Pull out every line of the data below that contains the word "logo".

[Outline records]
--

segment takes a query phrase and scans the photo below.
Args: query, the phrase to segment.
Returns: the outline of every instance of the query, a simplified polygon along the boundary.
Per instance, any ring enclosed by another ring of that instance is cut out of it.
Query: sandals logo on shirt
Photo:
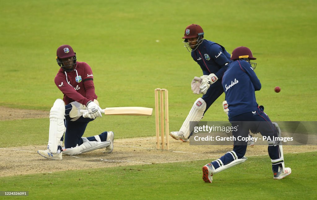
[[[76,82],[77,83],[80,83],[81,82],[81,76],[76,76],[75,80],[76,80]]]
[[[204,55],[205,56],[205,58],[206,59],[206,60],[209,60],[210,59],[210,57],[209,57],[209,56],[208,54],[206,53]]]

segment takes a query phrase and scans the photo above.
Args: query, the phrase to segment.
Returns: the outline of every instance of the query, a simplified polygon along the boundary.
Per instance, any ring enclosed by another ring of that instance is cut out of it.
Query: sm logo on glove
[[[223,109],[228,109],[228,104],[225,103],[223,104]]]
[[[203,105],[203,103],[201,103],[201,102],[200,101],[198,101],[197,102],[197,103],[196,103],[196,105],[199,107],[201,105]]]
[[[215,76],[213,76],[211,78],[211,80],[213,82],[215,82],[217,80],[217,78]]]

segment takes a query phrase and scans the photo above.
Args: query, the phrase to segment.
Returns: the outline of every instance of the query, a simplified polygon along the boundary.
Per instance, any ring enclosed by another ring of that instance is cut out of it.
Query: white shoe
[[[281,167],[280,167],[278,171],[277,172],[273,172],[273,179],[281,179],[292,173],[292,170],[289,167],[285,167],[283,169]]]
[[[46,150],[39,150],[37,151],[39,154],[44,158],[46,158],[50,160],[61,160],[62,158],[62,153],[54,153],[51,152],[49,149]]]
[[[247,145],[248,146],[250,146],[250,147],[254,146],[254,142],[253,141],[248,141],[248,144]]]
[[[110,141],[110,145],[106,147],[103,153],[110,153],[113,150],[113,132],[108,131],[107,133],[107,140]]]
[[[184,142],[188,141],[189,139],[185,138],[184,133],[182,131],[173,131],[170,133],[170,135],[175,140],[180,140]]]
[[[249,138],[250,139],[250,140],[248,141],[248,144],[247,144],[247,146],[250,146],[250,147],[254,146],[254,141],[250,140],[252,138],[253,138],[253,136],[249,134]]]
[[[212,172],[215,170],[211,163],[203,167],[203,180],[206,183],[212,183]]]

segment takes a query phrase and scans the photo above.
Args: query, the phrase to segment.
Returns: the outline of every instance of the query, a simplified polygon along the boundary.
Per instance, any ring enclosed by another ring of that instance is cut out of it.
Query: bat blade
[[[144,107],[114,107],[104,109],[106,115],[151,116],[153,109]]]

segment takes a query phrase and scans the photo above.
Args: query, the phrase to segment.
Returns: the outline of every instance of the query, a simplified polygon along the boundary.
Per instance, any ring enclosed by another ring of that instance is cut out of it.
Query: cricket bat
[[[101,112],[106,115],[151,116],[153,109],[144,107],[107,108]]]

--

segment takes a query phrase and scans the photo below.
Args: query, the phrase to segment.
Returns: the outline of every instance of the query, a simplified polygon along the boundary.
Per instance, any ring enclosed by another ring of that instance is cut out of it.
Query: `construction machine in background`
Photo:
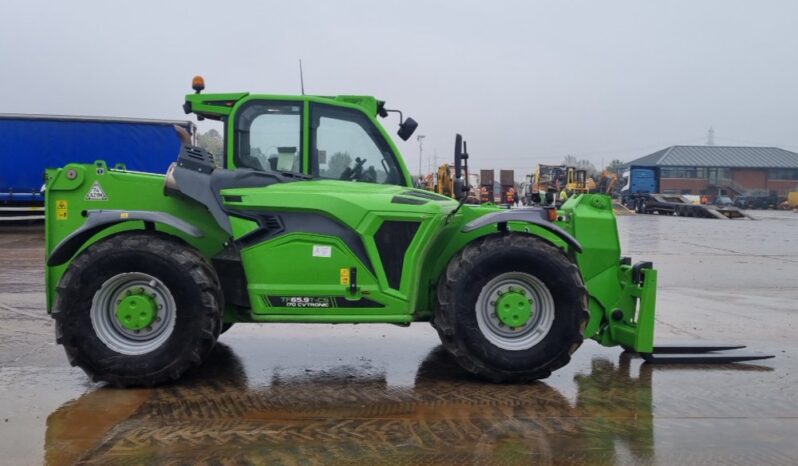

--

OUTPUT OF THE EXERCISE:
Query: sandals logo on shirt
Query: sm logo on glove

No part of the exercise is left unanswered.